Brief » Count how many lines of the material below contain the string "stone", and give only that number.

Given entries »
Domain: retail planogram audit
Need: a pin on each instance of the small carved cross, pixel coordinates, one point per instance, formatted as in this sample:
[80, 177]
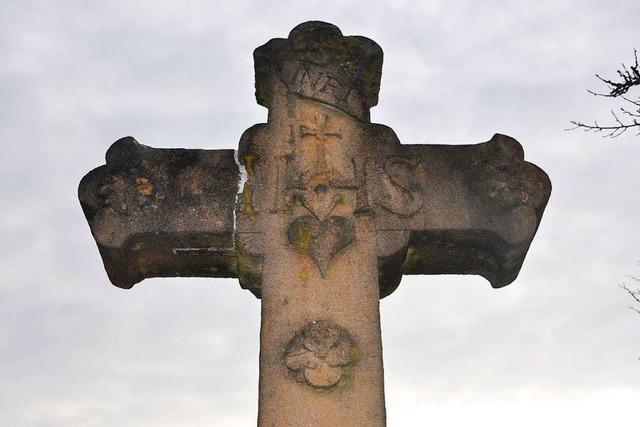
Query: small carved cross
[322, 250]
[321, 135]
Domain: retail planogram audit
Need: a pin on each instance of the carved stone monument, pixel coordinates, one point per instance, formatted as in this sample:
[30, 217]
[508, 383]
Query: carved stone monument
[320, 212]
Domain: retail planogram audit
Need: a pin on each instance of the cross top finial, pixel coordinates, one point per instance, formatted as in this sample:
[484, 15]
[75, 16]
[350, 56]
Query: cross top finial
[317, 62]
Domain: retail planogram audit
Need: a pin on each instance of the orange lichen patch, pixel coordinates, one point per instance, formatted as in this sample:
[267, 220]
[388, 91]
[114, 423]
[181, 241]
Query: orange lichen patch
[144, 186]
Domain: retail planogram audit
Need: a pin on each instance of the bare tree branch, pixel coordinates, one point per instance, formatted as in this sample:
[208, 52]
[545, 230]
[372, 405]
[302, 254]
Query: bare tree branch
[630, 77]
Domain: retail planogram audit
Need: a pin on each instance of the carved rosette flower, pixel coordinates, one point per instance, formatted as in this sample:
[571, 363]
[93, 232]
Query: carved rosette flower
[318, 354]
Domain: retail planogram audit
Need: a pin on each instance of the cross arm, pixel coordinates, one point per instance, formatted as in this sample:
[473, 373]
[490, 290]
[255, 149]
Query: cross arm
[162, 212]
[458, 209]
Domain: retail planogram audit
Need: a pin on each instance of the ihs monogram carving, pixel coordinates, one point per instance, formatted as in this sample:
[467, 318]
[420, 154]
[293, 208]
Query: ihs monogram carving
[319, 354]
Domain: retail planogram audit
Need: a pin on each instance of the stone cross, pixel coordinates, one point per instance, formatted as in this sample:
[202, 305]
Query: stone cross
[320, 212]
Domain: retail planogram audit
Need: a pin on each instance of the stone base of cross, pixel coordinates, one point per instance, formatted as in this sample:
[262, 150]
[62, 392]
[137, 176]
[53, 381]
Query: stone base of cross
[320, 213]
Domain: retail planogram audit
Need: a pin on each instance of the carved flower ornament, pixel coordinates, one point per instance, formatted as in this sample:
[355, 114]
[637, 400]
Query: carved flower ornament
[318, 353]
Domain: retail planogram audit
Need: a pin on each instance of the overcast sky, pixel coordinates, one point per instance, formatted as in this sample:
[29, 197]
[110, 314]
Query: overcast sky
[557, 347]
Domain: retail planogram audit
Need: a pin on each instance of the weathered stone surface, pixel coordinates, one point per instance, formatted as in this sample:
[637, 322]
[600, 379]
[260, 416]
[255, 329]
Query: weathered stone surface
[333, 211]
[162, 212]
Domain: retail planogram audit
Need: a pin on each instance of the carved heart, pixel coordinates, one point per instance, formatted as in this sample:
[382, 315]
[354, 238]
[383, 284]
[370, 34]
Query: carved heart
[321, 240]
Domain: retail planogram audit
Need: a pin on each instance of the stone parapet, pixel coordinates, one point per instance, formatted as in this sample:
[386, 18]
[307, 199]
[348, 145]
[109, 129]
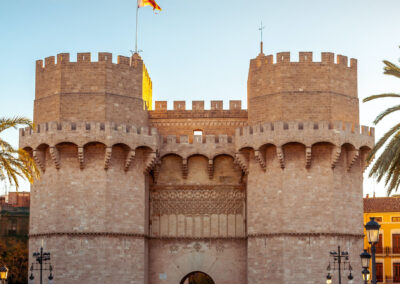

Answer in full » 9